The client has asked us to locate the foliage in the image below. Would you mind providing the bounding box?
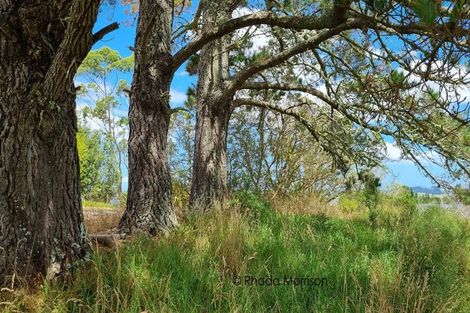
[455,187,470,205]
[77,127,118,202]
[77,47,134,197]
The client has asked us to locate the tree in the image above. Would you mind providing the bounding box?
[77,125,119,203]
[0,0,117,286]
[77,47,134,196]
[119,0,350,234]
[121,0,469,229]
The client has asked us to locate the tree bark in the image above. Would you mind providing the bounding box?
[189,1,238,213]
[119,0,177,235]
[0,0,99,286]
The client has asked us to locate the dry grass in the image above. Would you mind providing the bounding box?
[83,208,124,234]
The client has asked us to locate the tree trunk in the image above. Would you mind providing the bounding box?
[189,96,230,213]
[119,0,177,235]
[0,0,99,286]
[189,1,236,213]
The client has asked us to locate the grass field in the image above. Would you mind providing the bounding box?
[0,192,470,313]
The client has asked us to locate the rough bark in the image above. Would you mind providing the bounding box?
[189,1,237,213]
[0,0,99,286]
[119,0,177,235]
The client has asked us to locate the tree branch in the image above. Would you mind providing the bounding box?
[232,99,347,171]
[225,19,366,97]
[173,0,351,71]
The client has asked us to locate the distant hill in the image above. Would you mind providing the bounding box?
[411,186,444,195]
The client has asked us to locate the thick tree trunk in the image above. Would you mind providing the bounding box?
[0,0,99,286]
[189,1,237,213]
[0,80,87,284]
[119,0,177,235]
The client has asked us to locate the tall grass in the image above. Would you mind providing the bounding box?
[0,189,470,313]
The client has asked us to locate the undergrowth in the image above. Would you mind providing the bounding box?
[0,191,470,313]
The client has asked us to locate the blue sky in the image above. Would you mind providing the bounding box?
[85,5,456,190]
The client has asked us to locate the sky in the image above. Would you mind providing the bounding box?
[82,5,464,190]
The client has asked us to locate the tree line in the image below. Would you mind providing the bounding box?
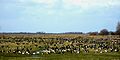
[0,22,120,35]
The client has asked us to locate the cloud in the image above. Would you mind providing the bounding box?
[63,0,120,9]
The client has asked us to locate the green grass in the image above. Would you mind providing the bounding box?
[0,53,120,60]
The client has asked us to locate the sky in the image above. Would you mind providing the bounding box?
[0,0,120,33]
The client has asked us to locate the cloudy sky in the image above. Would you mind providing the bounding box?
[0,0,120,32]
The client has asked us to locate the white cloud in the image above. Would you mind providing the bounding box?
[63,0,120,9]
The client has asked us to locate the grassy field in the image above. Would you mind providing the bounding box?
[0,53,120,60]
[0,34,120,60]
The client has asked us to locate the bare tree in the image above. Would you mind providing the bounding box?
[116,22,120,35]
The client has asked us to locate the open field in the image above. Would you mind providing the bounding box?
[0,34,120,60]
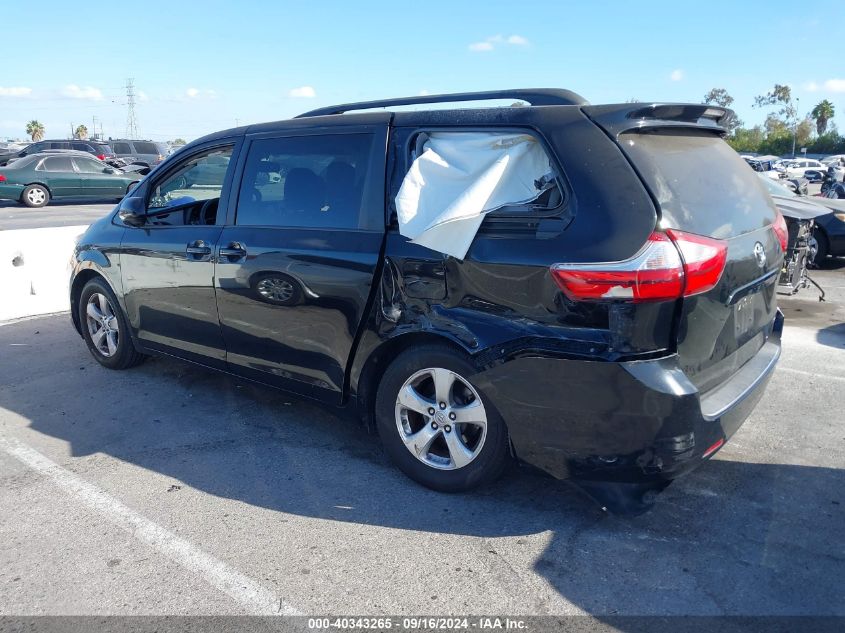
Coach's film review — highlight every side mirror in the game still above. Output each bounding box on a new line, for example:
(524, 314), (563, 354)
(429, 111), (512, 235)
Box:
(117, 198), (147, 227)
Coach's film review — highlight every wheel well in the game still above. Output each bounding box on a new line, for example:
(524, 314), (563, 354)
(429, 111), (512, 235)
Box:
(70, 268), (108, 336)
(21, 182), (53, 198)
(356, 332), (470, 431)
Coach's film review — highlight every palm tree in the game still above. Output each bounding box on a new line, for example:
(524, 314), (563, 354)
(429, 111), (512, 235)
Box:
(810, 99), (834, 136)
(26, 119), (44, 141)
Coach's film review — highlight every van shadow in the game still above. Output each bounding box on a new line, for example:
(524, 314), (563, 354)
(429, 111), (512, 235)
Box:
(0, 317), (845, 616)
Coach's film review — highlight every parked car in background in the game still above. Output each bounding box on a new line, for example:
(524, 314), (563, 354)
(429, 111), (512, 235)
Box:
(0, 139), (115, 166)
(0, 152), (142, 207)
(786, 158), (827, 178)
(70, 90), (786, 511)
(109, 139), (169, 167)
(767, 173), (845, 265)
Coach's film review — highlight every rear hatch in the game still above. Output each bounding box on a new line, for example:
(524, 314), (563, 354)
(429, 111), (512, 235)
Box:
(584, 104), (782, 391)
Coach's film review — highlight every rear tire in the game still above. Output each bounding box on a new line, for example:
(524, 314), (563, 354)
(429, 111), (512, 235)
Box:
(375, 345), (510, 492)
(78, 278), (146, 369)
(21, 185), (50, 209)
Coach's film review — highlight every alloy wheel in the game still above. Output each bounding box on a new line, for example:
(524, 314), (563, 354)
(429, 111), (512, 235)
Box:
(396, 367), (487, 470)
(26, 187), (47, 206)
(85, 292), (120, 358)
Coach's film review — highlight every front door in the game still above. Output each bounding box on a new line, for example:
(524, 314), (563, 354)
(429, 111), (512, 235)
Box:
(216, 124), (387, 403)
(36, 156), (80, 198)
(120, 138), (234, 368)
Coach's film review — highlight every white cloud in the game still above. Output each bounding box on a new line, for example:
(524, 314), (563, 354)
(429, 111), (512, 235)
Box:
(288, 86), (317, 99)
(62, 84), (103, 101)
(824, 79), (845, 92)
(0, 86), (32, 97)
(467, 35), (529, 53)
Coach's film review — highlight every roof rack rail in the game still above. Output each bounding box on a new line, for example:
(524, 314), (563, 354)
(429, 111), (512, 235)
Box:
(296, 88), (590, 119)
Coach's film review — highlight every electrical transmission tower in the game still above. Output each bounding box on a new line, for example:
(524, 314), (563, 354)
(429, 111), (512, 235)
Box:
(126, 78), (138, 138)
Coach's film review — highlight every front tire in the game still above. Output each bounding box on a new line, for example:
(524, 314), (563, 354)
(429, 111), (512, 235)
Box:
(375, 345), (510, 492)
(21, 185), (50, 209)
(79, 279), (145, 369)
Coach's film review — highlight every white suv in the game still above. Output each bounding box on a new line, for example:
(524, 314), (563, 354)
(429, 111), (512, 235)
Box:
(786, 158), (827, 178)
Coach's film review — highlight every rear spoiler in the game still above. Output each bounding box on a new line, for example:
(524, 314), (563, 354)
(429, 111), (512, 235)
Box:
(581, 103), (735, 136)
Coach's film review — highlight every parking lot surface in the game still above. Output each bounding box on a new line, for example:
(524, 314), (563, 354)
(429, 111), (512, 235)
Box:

▶ [Written task]:
Could you copy out every one of the records above word for word, leaving the pictures out?

▶ [Result for this task]:
The client has asked us to locate the foliage in the image below. Would you mind providing the bounding box?
[455,187,470,205]
[77,127,118,202]
[77,47,134,197]
The client has asked us to locate the tree in the image above. Would you mind providing the bounding box?
[77,125,119,203]
[0,0,117,286]
[77,47,134,196]
[119,0,350,234]
[121,0,469,229]
The client has asked us to locate the tree bark in the image above. Would you mind providing the bounding box?
[189,1,238,213]
[119,0,177,235]
[0,0,99,286]
The client has asked us to locate the dry grass in the image above. Would you mind providing the bounding box?
[83,208,124,234]
The client has asked us to locate the tree trunk in the image above. Would you mind providing the bounding box?
[189,96,230,213]
[119,0,177,235]
[0,0,99,286]
[189,1,236,213]
The client has asked us to locate the grass field in the image above. Would you mind providing the bounding box?
[0,192,470,313]
The client has asked us to locate the rough bark in the image above. Would you mind providing the bounding box?
[189,1,237,213]
[0,0,99,286]
[119,0,177,235]
The client has asked us to locate the tree branch in the image above. Would you mind providing the bounding box?
[232,99,347,171]
[225,19,366,97]
[173,0,351,71]
The client has asked us to locate the distant hill in the image above. Would you mind providing the bounding box?
[411,186,444,195]
The client has asked us to locate the thick tree trunk in the image above. Would you mind providing the bounding box?
[0,0,99,286]
[189,1,237,213]
[0,80,87,284]
[119,0,177,235]
The client has asked us to locate the tall grass in the image above. Would you mind providing the bounding box?
[0,189,470,313]
The client has asked us to locate the undergrowth in the image above. Would you mind providing the bounding box?
[0,191,470,313]
The client has asked us to locate the blue sky in the image above. Would you mind providing the bounding box?
[85,5,456,190]
The client has asked us to locate the sky in the image above. Would you mind providing the bounding box?
[82,5,464,190]
The client has asked us to locate the tree line in the image below. Would you mind providing the bounding box?
[0,22,120,35]
The client has asked us to locate the cloud in the image above. Would you mind providing the bounding box?
[63,0,120,9]
The client has asked us to locate the green grass in the image above. Would you mind providing the bounding box?
[0,53,120,60]
The client has asked us to locate the sky in the image above. Would you mind providing the bounding box?
[0,0,120,33]
The client has asked us to locate the cloudy sky in the image above. Would you mind providing the bounding box?
[0,0,120,32]
The client has asked us to locate the white cloud in the image above. Would you mind providing the bounding box?
[63,0,120,9]
The client has asked us to locate the grassy field in the image above. Would you mind providing the bounding box?
[0,53,120,60]
[0,34,120,60]
The client has asked us to locate the bare tree in the image above. Would you mind providing the bounding box?
[116,22,120,35]
The client has asked us to locate the open field in the image above. Would you mind providing the bounding box?
[0,34,120,60]
Coach's film review — highlight every side mirror in the game still above. Output each bounding box on a new line, for example:
(524, 314), (563, 354)
(429, 111), (512, 235)
Box:
(117, 198), (147, 227)
Coach's film review — highlight every wheel well in the game still above. Output each bounding box on a new line, for example:
(524, 314), (563, 354)
(429, 111), (512, 235)
Box:
(70, 268), (108, 336)
(21, 182), (53, 198)
(356, 332), (470, 431)
Coach's film review — highlight every palm tree in the game still above. Output each bounding box on a new line, for example:
(524, 314), (563, 354)
(429, 111), (512, 235)
Box:
(810, 99), (834, 136)
(26, 119), (44, 141)
Coach's film review — highlight every van shadow in the game still above. Output each bounding box on a new line, for example:
(524, 314), (563, 354)
(429, 111), (512, 235)
Box:
(0, 317), (845, 616)
Coach's film review — highlight every parked car in background in the game still above. Output each bounding box on a new line, for example:
(524, 314), (563, 354)
(429, 111), (512, 235)
Box:
(0, 139), (115, 166)
(0, 152), (142, 207)
(786, 158), (827, 178)
(70, 90), (786, 511)
(109, 139), (169, 167)
(767, 173), (845, 265)
Coach's film review — highlight every rear hatch in the game still above. Output each bounding box on a new line, for example:
(524, 314), (563, 354)
(429, 111), (512, 235)
Box:
(584, 104), (782, 391)
Coach's film review — highlight every rear tire in the game still above. Output each bounding box on a new line, for example:
(524, 314), (563, 354)
(429, 111), (512, 235)
Box:
(375, 345), (510, 492)
(78, 278), (146, 369)
(21, 185), (50, 209)
Coach's film review — highlight every alloy wheel in the game still above. Output each bounding box on a new line, for example:
(524, 314), (563, 354)
(429, 111), (512, 235)
Box:
(396, 367), (487, 470)
(26, 187), (47, 206)
(85, 292), (120, 358)
Coach's film review — highlight every front door in the game still above. Output each bounding box on a new line, for example:
(524, 314), (563, 354)
(429, 111), (512, 235)
Box:
(216, 124), (387, 403)
(36, 156), (80, 198)
(120, 138), (234, 368)
Coach's film review — highlight every white cloud in the game still above. Output each bounding box on a new line, for example:
(524, 314), (563, 354)
(429, 111), (512, 235)
Box:
(288, 86), (317, 99)
(62, 84), (103, 101)
(824, 79), (845, 92)
(0, 86), (32, 97)
(467, 35), (529, 53)
Coach's film review — highlight every roof rack rail in the game still above. Output each bounding box on a new line, for example:
(524, 314), (563, 354)
(429, 111), (512, 235)
Box:
(296, 88), (590, 119)
Coach's film review — highlight every electrical transmission tower in the game still above. Output each bounding box on a new line, for example:
(524, 314), (563, 354)
(429, 111), (512, 235)
Box:
(126, 78), (138, 138)
Coach's film review — highlight every front tire in the game still above. Output each bounding box on a new line, for example:
(524, 314), (563, 354)
(429, 111), (512, 235)
Box:
(375, 345), (510, 492)
(21, 185), (50, 209)
(79, 279), (145, 369)
Coach's film review — highlight every white suv in the game still above. Output each bounding box on a new line, for example:
(524, 314), (563, 354)
(429, 111), (512, 235)
Box:
(786, 158), (827, 178)
Coach's film review — highlight every rear spoiler in the game still above. Output each bounding box on a new line, for example:
(524, 314), (563, 354)
(429, 111), (512, 235)
Box:
(581, 103), (735, 136)
Coach's film review — highlight every parking lot surface in the game still above. Output each bounding box on a new line, for example:
(524, 314), (563, 354)
(429, 111), (512, 235)
Box:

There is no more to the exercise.